# [Задания к тексту]
(a) Какие слова в отрывке о «Вехах» приписаны Струве?
(b) Перечислите все фамилии, которые в отрывке о «Вехах» стоят после слова «Смиренный».

# [Отрывок]
········

Маленькую лошаденку запрягли огромные мужики в огромную телегу.
‘Садись, всех довезу. Вскачь пойдет!
— Она вскачь-то уже десять лет, поди, не прыгала.
— Запрыгает!
— Не жалей, братцы, бери всяк кнуты, зготовляй!
— И то! Секи ее!’
Когда читаешь ‘Вехи’, вспоминаешь этот сон Раскольникова2: телега — Россия, лошаденка — русская интеллигенция. ‘Народническое мракобесие’, — начинает сечь Бердяев. ‘Сектантское изуверство’, — подхватывает Франк. ‘Общественная истерика’, — продолжает Булгаков. ‘Убожество правосознания’, — Кистяковский.
‘Бездонное легкомыслие’, — Струве.
‘Испуганное стадо… сонмище больных’, — Гершензон.
‘Онанизм… половая жизнь с семилетнего возраста’, — Изгоев.
‘Грязь, нищета, беспорядок… подлинная мерзость запустения’, — Гершензон.
Вдруг лошаденка лягается: русская интеллигенция утверждает, что у нее всеочищающий огонь — освобождение.
Тогда начинают бить уже не кнутами, а оглоблею.
‘Героическое ханжество… самообужение’, — Булгаков.
‘Готтентотская мораль… хулиганское насильничество’, — Франк.
‘Убийство, грабежи, воровство, всяческое распутство и провокация’, — Изгоев.
‘Человекоподобные чудовища’, — Гершензон.
‘Легион бесов’, — Булгаков.
Но лошаденка все еще не подохла: из последних сил дергает, чтобы вывезти. Наконец, добивают ее железным ломом.
Нам, русским интеллигентам, ‘не только нельзя мечтать о слиянии с народом — бояться его мы должны пуще всех казней власти и благословлять эту власть, которая одна своими штыками и тюрьмами еще ограждает нас от ярости народной’, — Гершензон.
Кляча протягивает морду, тяжело вздыхает и умирает.
‘Доконал!
— А зачем вскачь не шла!’
Вдруг чудесное превращение: Булгаков, как маленький мальчик в сне Раскольникова, ‘с криком пробивается сквозь толпу к савраске, обхватывает ее мертвую, окровавленную морду и целует ее, целует в глаза, губы’. А мертвая кляча, русская интеллигенция, оказывается ‘прекрасною Суламитою’: ‘Возлюбленный, Тот, о Ком тоскует душа ее, близок, Он стоит и стучится в это сердце, гордое, интеллигентское сердце’3.
Что во что стучится — в сердце живой Суламиты рука Возлюбленного, или в сердце мертвой клячи железный лом?

II

Под отлучением Л. Толстого подписалось, не помню наверное, сколько ‘смиренных’, но, кажется, столько же, как под ‘Вехами’4, этим отлучением русской интеллигенции:
Смиренный Бердяев.
Смиренный Булгаков.
Смиренный Гершензон.
Смиренный Кистяковский.
Смиренный Струве.
Смиренный Франк.
Смиренный Изгоев.
Семь смиренных — семь цветов радуги слиты в один белый цвет — в одно ‘общее дело’.
‘Люди, соединившиеся здесь для общего дела, — сказано в предисловии, — расходятся между собою в основных вопросах ‘веры».
Слово ‘веры’ в двусмысленных кавычках.

········

(Записи с указанием именованных объектов)
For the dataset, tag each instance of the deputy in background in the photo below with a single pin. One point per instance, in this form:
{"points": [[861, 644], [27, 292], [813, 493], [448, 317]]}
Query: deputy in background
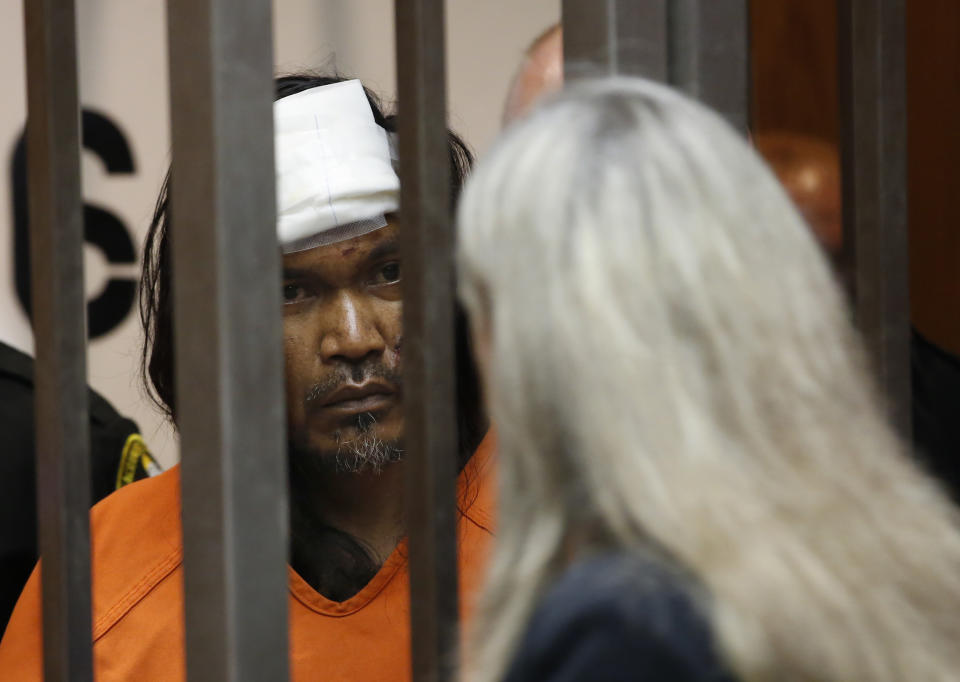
{"points": [[697, 478], [118, 456], [349, 601]]}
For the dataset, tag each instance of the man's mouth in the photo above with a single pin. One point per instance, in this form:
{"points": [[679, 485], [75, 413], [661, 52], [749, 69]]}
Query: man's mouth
{"points": [[371, 396]]}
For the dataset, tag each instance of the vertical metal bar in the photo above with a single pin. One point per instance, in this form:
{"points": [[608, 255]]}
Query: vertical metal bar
{"points": [[229, 363], [710, 55], [606, 37], [872, 48], [61, 411], [428, 351]]}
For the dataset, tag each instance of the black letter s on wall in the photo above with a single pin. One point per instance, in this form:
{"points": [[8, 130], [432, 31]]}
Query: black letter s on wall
{"points": [[101, 228]]}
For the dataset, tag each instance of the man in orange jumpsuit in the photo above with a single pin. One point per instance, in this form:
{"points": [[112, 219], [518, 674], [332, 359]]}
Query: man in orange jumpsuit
{"points": [[337, 196]]}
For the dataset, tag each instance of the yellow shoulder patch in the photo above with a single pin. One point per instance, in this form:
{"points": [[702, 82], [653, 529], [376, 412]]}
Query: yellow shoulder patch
{"points": [[134, 450]]}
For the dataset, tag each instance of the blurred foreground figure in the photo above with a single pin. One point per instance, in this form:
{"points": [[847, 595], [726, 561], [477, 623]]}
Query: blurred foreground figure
{"points": [[809, 169], [697, 482], [540, 73]]}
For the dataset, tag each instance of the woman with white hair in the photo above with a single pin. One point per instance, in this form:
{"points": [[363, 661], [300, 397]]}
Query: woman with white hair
{"points": [[697, 480]]}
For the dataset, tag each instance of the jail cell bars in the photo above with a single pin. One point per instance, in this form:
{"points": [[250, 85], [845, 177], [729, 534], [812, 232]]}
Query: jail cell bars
{"points": [[228, 352], [61, 412], [228, 338]]}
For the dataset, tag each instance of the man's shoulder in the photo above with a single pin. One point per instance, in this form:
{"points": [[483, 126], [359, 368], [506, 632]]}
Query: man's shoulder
{"points": [[136, 543]]}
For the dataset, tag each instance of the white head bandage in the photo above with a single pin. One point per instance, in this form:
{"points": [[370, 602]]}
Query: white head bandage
{"points": [[335, 177]]}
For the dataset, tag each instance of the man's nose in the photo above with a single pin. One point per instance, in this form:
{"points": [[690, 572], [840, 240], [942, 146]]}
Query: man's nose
{"points": [[349, 332]]}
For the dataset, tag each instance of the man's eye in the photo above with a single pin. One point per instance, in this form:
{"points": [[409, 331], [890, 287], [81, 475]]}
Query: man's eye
{"points": [[389, 273], [293, 293]]}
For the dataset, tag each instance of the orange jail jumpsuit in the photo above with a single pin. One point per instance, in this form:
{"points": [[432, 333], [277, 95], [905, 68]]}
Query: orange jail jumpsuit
{"points": [[138, 628]]}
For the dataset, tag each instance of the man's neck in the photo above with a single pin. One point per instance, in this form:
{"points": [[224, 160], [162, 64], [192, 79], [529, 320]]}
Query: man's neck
{"points": [[344, 526]]}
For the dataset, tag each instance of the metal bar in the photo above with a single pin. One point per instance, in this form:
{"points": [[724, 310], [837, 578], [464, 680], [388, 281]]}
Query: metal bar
{"points": [[61, 411], [872, 49], [229, 362], [606, 37], [710, 55], [428, 349]]}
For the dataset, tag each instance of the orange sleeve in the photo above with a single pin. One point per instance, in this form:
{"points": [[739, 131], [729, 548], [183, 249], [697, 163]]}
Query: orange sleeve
{"points": [[21, 650]]}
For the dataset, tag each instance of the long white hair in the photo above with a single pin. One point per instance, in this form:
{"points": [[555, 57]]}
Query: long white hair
{"points": [[671, 367]]}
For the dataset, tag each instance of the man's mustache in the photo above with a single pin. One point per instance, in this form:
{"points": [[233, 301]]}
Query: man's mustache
{"points": [[356, 374]]}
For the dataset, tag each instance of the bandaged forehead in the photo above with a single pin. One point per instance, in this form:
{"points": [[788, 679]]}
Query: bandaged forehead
{"points": [[335, 173]]}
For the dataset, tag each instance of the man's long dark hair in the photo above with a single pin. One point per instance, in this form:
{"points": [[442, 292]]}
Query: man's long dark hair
{"points": [[156, 297]]}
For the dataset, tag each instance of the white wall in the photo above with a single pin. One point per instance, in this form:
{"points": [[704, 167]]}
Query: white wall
{"points": [[123, 74]]}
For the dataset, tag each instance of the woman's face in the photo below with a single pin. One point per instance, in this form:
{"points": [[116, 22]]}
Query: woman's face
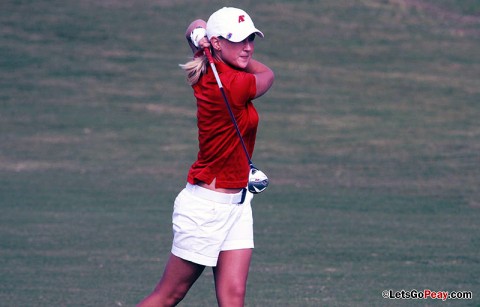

········

# [Ответы к заданиям]
(a) «Бездонное легкомыслие».

(b) Бердяев, Булгаков, Гершензон, Кистяковский, Струве, Франк, Изгоев.